بسم
الله الرحمن الرحيم
الحمد
لله الذى حفظ عباده من الشيطان و سلم المؤمنين المخلصين و هو المستعان و الصلاة
و السلام على نبينا محمد خير الناس و بالتباعه و ذكره أذهب الله منا الوسواس و بعد
Seorang laki-laki datang kepada seorang
ulama bernama Ibnu ‘Aqil, dia ingin mengadukan satu masalah, yakni dia sudah
membasuh anggota wudhunya tetapi hatinya mengatakan belum, sehingga dia basuh
berkali-kali, dalam riwayat lain dia mandi wajib di sungai dengan menyelam,
sampai 3 kali namun masih merasa belum tuntas. Ibnu ‘Aqil menjawab pertanyaan
ini dengan jawaban yang mengejutkan orang, katanya kamu tidak usah wudhu karena
kamu tidak wajib wudhu. Proteslah ulama di sana dan meminta klarifikasi Ibnu ‘Aqil
tentang fatwanya ini. Ibnu ‘Aqil menjawab dengan hadis:
رفع
القلم عن ثلاثة: عن الصبي حتى يبلغ، و عن المجنون حتى يفيق و عن النائم حتى يستيقظ (رواه
أبو داود و ابن ماجه)
“Diangkatlah
pena (taklif hukum) atas kanak-kanak sampai ia
baligh, dari orang gila sampai ia sadar,
dan dari orang tidur sampai ia bangun.” (HR. Abu
Dawud dan Ibnu Majah)
Orang yang sudah yakin membasuh anggota
wudhunya, kemudian mengikuti bisikan bahwa ia belum membasuh adalah orang gila,
maka ia tidaklah wajib berwudhu.

- _TANTANGAN_
Tuliskan kembali tanpa perubahan bagian teks tentang fatwa Ibnu ‘Aqil dari "Orang yang sudah" sampai "tidaklah wajib berwudhu.".

- _MATERI YANG DIBERIKAN_
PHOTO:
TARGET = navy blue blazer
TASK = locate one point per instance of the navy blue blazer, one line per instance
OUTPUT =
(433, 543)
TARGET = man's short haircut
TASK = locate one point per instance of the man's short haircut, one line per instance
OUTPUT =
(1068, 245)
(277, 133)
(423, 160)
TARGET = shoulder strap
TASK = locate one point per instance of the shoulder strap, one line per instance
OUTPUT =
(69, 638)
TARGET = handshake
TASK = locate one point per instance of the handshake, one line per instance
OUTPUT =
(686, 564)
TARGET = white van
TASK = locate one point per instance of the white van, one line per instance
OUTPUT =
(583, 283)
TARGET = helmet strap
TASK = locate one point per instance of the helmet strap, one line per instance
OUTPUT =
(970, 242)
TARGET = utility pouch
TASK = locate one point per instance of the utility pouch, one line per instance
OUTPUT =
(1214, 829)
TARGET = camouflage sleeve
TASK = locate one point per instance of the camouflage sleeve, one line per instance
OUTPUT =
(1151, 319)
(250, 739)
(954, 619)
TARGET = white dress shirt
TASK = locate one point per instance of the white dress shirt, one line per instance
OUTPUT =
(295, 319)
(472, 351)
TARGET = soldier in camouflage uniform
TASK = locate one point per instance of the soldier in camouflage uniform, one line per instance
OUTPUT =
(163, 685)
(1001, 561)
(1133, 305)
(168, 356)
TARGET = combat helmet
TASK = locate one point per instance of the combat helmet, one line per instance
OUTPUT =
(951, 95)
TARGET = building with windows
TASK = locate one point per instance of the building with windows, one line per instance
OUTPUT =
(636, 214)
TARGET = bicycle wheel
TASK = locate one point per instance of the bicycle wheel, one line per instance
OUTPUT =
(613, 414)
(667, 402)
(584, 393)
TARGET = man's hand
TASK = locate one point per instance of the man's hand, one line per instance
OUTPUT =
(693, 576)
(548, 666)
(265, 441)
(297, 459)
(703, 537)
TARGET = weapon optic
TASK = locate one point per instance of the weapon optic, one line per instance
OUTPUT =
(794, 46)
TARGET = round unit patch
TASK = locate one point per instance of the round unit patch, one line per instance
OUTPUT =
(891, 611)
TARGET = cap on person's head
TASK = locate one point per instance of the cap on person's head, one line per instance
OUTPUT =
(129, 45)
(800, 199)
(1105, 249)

- _HASIL_
Orang yang sudah yakin membasuh anggota
wudhunya, kemudian mengikuti bisikan bahwa ia belum membasuh adalah orang gila,
maka ia tidaklah wajib berwudhu.